Records to use:
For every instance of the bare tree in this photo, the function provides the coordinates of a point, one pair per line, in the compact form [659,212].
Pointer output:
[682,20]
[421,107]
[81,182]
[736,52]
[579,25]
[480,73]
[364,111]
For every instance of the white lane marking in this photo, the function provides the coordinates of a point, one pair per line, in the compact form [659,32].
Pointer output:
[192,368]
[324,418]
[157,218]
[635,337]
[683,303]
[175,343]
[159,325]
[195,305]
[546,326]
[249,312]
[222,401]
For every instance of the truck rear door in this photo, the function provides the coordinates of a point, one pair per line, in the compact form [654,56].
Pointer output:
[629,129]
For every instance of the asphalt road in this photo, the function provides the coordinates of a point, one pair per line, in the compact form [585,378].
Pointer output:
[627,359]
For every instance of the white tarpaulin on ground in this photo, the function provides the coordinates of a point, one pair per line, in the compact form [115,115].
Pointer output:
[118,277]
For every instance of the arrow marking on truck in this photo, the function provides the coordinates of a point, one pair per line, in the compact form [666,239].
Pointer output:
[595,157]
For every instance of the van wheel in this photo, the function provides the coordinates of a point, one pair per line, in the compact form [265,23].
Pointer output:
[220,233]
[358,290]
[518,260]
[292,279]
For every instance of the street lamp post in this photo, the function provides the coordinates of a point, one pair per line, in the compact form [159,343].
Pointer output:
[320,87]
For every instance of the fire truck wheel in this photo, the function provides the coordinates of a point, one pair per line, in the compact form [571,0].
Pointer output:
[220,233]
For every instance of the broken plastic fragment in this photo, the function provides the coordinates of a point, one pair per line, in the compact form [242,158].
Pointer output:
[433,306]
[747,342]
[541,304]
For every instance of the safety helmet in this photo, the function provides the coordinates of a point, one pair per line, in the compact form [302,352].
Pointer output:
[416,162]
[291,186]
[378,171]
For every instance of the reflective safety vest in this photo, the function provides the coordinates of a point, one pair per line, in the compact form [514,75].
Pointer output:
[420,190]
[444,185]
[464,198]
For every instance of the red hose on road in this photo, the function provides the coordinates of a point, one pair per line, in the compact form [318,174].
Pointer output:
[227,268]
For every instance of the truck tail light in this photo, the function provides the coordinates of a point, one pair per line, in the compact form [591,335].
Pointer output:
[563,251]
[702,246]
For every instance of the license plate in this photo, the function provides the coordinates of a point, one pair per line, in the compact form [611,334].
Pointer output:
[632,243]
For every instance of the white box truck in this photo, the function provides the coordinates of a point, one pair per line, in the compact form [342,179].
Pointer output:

Aim: Reproduce all of the records above line for line, changing nothing.

Reply:
For every instance of the bare tree in this photo, the function provides the coordinates of a point, one pair per line, in the compact form [659,212].
Pointer output:
[682,20]
[421,107]
[81,182]
[736,52]
[579,25]
[480,73]
[364,111]
For every instance of the white lane marking in this photo, the function provides the coordinates of a point, one pair per line, in the compact form [659,32].
Pointer output:
[192,368]
[324,418]
[157,218]
[635,337]
[683,303]
[175,343]
[159,325]
[195,305]
[546,326]
[249,312]
[222,401]
For every instance of the truck rear door in this photo, the function provides the coordinates of a point, one pair per line, in the compact form [654,56].
Pointer output:
[629,129]
For every instance of the asphalt road in this photo, the function provides the coordinates of a point, one pair per line, in the compact form [585,378].
Pointer output:
[627,359]
For every instance of the white tarpaulin on ground in this photo, the function provides the coordinates of a point, one pair per line, in the compact form [115,115].
Pointer output:
[118,277]
For every instance of the arrow marking on truck in this photo, the function provides the coordinates of a point, one pair per line, in the compact form [666,239].
Pointer output:
[595,157]
For every instance of the van wheel in this photo, the function provides the coordinates of a point, one pair per line, in the compact form [265,23].
Pointer output:
[220,233]
[358,290]
[518,260]
[292,279]
For every instance of the street lamp post in this photo, the function provides the coordinates of a point, one pair per line, in the compact form [159,343].
Pointer output:
[320,87]
For every instance of the fire truck wheel in this photo, the function provides the coordinates of a point, one pair per line, in the compact form [571,0].
Pointer output:
[220,233]
For every instance of the broken plastic fragment in this photo, the function provides the coordinates of a point, one pair per line, in the compact form [242,158].
Pointer output:
[433,306]
[747,342]
[541,304]
For every instance of the safety helmet in this photo, the function provides the coordinates of a point, one pair per line, in the compact form [302,352].
Pointer output:
[416,162]
[291,186]
[378,171]
For every instance of the reflective safety vest in this photo, the function provides the coordinates of a point, one pair per line, in the compact form [514,75].
Pointer output:
[420,190]
[444,185]
[464,198]
For every instance of the red hose on road in this photo, the function provides the coordinates of a point, one pair per line, in the compact form [318,174].
Pointer output:
[227,268]
For every instance of the truck tail light in this photo, the function provides the coordinates of a point, one pair per line, in the compact form [591,335].
Pointer output:
[563,251]
[702,246]
For every instance of the license plate in this photo, the function provides the coordinates of a point, one pair per line, in the compact form [611,334].
Pointer output:
[632,243]
For every instance of the white box truck in this photo, the function provides the coordinates of a point, one pair per line, in the compact form [342,179].
Pointer output:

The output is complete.